_WHAT YOU WILL DO_.
Render everything in the material from the line containing "target: dog's eye" down to the line containing "199L141 208L160 208L163", both included, as a Markdown table with the columns Number and Content. Give each line its own numbered row and leave out blank lines.
----------
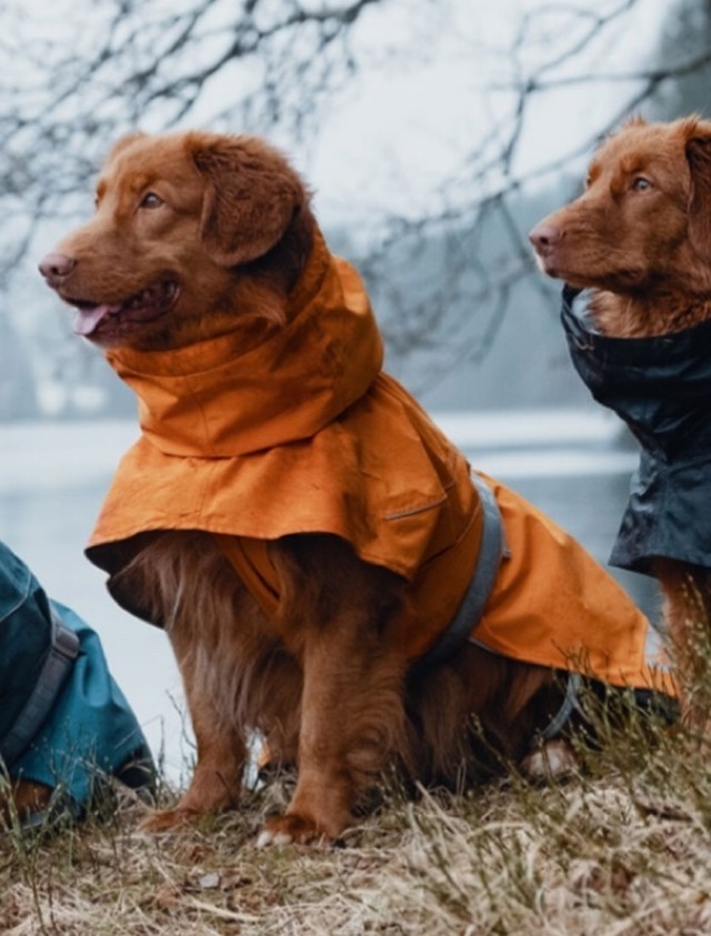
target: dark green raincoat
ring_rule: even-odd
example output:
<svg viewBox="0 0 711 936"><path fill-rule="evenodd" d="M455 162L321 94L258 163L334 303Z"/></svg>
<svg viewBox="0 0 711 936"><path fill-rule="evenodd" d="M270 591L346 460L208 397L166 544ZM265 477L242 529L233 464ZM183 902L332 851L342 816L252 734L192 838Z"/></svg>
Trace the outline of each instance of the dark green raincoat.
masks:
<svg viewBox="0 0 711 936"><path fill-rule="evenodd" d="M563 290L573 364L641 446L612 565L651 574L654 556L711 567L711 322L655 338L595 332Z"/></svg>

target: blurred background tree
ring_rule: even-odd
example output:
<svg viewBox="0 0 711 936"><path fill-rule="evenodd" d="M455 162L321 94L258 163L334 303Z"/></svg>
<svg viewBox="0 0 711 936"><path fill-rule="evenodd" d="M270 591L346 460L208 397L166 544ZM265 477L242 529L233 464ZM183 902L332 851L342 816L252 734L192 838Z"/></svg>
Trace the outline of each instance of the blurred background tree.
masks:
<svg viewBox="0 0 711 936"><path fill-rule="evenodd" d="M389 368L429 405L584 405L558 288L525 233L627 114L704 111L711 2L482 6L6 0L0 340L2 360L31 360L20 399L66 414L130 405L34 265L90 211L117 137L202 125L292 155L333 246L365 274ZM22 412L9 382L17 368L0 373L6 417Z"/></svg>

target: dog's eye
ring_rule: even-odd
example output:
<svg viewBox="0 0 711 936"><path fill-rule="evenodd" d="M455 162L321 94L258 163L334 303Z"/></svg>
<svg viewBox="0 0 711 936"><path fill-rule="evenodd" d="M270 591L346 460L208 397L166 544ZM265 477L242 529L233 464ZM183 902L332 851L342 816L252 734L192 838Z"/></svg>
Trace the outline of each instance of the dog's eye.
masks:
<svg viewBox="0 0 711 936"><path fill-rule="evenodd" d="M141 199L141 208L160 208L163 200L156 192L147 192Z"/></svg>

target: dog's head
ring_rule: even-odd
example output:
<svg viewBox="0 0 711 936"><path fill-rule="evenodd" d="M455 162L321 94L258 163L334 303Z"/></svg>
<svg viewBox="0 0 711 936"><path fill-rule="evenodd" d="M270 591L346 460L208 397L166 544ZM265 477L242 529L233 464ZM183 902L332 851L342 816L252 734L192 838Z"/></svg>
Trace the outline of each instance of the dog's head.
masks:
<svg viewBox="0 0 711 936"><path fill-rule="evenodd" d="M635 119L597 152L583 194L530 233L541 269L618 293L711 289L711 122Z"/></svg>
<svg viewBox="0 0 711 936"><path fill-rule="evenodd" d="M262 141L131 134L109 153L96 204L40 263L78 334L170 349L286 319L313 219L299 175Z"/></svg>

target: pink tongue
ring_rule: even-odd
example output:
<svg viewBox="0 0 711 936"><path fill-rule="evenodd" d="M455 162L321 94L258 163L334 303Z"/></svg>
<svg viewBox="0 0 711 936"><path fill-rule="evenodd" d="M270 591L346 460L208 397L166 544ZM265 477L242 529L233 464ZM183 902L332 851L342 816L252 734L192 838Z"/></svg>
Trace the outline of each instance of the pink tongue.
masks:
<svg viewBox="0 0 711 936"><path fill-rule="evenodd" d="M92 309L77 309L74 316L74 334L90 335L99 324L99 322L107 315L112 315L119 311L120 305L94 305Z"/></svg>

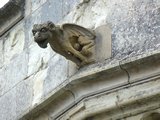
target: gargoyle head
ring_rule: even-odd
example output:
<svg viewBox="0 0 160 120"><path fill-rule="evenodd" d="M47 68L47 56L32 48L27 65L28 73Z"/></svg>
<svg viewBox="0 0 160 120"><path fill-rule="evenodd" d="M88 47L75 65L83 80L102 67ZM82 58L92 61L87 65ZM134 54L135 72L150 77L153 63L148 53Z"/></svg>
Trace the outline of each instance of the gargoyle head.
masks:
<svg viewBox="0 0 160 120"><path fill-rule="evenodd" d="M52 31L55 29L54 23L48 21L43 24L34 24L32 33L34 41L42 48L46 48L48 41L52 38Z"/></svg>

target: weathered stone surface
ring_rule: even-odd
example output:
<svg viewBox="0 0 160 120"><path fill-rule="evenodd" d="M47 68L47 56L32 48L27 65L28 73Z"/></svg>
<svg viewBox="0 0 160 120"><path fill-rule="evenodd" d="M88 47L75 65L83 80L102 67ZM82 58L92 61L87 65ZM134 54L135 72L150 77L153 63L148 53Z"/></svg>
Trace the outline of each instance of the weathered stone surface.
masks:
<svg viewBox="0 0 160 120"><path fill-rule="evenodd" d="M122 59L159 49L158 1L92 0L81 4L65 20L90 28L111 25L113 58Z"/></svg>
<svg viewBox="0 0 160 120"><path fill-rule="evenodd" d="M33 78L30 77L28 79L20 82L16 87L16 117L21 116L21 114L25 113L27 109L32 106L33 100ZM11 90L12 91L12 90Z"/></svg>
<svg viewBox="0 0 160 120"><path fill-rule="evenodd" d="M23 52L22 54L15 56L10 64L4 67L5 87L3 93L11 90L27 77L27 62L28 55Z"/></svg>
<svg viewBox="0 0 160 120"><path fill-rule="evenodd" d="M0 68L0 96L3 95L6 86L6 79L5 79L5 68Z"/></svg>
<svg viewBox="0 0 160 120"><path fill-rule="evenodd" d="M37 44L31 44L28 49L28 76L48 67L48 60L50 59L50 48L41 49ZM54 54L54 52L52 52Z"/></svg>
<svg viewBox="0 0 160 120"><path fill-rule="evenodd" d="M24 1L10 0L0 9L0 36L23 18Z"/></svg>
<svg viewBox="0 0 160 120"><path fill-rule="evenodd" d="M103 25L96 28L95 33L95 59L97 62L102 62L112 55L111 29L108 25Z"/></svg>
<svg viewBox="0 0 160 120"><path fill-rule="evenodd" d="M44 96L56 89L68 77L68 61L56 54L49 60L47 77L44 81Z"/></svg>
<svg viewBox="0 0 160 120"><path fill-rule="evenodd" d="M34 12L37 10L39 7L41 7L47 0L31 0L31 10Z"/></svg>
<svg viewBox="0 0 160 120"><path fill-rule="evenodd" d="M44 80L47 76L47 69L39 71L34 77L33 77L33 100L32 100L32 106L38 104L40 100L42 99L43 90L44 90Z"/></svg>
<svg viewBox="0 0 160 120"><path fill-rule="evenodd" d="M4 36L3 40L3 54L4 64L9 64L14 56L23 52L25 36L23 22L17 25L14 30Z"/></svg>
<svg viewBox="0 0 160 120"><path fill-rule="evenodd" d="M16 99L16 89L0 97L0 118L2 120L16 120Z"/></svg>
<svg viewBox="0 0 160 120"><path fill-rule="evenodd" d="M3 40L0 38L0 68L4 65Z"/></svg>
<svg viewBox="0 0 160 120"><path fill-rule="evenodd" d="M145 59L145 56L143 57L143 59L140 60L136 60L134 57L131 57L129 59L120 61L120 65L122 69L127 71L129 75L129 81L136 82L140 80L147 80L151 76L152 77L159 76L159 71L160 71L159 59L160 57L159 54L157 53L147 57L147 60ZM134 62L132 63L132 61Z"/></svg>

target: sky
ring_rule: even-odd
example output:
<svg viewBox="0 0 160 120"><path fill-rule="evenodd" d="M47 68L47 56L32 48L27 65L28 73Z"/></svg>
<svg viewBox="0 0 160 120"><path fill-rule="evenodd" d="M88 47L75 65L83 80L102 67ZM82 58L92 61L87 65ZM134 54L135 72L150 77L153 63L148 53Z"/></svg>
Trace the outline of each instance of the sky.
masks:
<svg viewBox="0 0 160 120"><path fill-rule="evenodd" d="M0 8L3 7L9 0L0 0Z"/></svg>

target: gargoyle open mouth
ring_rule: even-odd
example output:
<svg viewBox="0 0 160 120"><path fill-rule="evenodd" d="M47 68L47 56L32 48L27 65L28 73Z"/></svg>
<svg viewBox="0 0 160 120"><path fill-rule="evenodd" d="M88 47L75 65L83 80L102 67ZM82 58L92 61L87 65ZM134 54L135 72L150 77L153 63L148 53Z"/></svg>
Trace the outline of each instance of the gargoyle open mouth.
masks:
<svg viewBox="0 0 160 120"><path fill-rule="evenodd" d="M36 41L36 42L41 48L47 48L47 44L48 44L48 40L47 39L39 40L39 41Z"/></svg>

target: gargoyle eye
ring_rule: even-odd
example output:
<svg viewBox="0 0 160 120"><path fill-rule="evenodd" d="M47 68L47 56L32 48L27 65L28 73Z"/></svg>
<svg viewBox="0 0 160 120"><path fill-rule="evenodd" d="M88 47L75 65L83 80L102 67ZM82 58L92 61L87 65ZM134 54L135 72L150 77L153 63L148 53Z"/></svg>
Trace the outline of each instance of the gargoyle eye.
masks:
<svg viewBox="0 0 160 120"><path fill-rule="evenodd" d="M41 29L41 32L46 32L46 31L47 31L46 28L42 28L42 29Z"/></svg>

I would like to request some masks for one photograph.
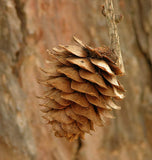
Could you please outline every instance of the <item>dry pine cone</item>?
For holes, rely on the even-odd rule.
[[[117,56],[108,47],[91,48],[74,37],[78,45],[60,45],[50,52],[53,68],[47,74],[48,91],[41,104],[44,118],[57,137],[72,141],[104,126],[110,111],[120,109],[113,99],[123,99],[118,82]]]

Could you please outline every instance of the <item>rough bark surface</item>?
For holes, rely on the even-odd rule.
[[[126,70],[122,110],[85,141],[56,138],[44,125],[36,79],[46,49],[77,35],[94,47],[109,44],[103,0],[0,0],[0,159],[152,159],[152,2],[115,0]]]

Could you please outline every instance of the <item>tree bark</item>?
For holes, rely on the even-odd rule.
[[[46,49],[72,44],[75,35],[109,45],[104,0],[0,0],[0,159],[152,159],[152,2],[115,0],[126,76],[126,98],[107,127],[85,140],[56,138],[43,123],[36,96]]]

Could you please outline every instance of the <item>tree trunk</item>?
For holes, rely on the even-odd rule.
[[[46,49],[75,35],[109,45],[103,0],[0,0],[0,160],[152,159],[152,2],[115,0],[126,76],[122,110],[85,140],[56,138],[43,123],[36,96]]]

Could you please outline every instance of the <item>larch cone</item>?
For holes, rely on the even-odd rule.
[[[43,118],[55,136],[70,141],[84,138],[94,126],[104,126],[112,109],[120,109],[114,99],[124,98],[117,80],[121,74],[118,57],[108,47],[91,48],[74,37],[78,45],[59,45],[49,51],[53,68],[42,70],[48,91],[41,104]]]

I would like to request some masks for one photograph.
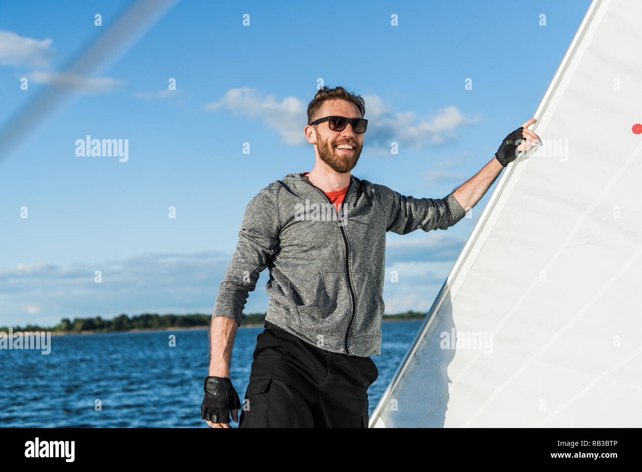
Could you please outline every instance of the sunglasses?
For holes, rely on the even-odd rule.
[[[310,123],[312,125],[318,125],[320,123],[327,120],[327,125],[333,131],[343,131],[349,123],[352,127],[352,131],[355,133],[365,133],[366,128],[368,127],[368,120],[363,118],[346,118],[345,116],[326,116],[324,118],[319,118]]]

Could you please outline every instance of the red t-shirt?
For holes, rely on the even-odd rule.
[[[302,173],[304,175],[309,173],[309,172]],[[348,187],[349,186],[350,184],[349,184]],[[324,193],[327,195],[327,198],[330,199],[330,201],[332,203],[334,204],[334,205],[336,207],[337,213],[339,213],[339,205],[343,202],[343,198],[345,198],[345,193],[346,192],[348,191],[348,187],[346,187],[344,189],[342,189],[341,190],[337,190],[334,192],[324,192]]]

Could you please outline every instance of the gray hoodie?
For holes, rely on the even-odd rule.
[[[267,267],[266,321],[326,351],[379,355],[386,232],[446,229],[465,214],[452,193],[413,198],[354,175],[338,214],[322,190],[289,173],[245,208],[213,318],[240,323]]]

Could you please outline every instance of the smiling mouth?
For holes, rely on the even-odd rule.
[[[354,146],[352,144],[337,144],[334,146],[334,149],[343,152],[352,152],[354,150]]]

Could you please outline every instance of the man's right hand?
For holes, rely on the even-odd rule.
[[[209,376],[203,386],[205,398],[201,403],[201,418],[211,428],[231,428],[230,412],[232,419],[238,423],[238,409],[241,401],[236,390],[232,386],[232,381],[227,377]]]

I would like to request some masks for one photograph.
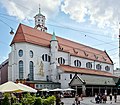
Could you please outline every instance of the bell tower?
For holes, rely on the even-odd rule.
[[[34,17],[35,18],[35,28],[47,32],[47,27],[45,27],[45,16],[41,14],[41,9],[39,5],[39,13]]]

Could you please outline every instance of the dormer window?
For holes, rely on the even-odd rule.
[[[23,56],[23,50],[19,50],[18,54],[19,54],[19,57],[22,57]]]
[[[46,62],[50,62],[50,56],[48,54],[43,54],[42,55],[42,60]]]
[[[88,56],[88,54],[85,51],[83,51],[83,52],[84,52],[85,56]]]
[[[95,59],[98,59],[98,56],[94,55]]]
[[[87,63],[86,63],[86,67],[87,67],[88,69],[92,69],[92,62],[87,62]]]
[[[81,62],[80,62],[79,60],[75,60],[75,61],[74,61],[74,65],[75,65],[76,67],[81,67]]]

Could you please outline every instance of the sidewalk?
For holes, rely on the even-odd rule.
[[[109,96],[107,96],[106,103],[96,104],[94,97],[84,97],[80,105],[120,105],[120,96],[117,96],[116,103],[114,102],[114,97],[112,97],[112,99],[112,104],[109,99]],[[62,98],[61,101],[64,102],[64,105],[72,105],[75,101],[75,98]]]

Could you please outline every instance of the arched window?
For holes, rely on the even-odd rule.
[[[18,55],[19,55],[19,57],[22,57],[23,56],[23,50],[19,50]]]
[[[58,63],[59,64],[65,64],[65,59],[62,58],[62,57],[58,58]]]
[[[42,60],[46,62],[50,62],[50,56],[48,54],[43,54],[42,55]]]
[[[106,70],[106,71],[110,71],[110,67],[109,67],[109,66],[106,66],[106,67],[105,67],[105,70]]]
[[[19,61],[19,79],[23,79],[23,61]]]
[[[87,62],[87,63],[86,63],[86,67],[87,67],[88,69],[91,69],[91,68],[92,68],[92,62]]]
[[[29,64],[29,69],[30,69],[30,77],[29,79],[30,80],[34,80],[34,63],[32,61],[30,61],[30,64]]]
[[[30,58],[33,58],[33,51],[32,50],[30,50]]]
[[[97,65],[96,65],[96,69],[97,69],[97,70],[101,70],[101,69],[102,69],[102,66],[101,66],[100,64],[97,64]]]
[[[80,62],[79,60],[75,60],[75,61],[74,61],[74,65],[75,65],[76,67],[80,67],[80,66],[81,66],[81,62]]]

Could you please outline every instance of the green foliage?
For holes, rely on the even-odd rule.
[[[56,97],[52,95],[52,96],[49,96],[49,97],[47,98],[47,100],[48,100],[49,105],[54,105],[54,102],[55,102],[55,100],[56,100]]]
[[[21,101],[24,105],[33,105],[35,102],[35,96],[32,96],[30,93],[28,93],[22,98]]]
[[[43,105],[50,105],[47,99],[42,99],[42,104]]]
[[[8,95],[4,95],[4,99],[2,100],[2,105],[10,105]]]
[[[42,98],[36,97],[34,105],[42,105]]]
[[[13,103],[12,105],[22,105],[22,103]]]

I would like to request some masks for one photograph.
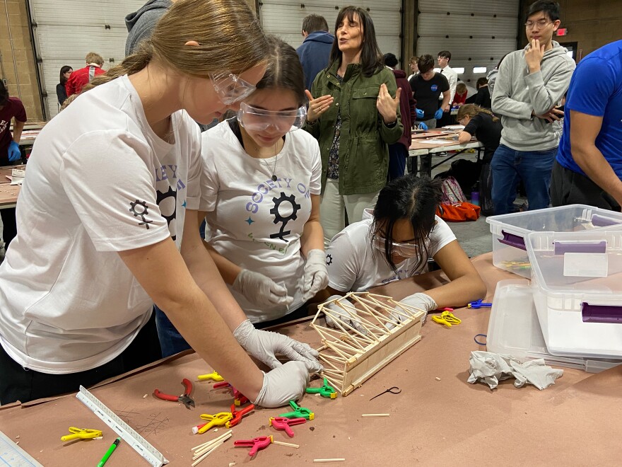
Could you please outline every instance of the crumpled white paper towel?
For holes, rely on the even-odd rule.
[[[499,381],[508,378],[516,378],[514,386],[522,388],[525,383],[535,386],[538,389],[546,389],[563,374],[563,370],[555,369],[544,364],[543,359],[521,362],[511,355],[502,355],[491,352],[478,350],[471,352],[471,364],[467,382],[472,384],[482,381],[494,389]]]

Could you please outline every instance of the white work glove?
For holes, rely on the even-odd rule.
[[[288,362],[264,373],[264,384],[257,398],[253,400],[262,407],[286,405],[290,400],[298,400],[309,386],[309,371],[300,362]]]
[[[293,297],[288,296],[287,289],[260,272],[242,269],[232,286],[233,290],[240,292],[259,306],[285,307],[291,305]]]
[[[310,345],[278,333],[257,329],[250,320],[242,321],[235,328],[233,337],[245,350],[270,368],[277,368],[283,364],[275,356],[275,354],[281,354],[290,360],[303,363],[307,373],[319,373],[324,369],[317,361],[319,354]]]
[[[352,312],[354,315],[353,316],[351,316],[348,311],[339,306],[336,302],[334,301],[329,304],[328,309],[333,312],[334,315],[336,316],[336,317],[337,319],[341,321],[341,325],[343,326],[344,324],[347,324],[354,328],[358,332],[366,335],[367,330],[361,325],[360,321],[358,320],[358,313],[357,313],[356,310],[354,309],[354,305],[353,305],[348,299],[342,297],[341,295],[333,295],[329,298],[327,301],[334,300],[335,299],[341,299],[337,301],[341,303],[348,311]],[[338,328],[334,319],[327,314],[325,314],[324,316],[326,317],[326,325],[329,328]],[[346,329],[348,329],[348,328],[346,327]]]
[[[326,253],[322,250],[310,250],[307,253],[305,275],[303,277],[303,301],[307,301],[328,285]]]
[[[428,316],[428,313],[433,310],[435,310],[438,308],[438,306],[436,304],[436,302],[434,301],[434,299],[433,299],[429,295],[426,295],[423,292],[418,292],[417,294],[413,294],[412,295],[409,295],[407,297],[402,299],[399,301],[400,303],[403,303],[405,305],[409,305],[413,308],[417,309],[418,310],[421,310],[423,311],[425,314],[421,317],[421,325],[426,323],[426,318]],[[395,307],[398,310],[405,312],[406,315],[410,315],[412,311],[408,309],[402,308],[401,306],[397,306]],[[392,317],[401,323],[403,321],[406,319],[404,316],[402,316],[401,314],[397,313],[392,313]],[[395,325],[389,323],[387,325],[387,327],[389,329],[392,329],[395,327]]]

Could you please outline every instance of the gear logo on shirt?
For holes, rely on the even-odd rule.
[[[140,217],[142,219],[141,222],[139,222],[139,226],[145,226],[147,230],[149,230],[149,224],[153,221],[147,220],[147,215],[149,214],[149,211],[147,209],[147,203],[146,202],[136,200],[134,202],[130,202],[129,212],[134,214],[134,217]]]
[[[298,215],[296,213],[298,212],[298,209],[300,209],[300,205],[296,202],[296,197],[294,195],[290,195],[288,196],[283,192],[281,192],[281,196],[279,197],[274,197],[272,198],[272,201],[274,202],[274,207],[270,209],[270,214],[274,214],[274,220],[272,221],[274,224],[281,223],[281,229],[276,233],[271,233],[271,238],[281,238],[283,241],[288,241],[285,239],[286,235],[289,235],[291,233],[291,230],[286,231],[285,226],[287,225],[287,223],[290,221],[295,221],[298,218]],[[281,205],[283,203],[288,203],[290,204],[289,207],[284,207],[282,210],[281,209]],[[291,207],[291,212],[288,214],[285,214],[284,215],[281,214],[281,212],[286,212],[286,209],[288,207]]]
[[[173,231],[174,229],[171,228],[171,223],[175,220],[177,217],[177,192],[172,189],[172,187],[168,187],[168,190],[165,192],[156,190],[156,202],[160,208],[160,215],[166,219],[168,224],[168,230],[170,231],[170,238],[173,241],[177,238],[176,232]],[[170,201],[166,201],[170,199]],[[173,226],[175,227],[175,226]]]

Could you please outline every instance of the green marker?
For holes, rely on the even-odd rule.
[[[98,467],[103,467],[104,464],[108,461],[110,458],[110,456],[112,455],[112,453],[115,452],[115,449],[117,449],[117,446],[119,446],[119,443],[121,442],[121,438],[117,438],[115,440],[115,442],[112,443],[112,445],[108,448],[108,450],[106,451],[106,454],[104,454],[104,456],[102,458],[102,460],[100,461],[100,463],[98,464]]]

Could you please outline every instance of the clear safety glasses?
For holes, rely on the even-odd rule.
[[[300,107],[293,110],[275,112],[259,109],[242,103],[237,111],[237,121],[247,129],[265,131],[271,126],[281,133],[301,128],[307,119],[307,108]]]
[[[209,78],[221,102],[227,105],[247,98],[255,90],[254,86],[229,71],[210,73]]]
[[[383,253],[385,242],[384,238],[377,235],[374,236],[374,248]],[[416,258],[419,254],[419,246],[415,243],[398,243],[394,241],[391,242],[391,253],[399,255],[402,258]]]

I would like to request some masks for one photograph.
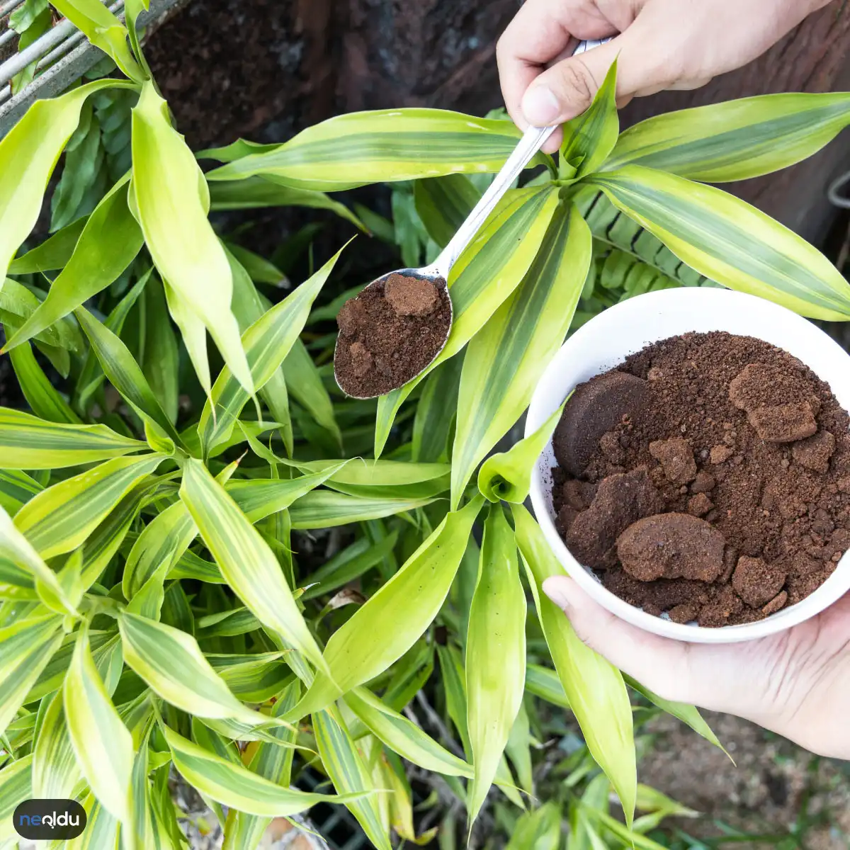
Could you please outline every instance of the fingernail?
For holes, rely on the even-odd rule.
----------
_ANSWER TO THIS EXERCISE_.
| Number | Content |
|---|---|
| 1 | target: dog's eye |
| 2 | ring_rule: even-odd |
| 3 | example output: |
| 4 | <svg viewBox="0 0 711 936"><path fill-rule="evenodd" d="M455 162L321 94L258 163L334 303Z"/></svg> |
| 5 | <svg viewBox="0 0 711 936"><path fill-rule="evenodd" d="M270 591L346 460L208 397L166 544ZM265 477L242 529L233 464ZM183 902L332 851L342 816L252 734L192 838Z"/></svg> |
| 6 | Trace the outline of each instance of the dog's eye. |
| 7 | masks: |
| 8 | <svg viewBox="0 0 711 936"><path fill-rule="evenodd" d="M141 199L141 208L160 208L163 200L156 192L147 192Z"/></svg> |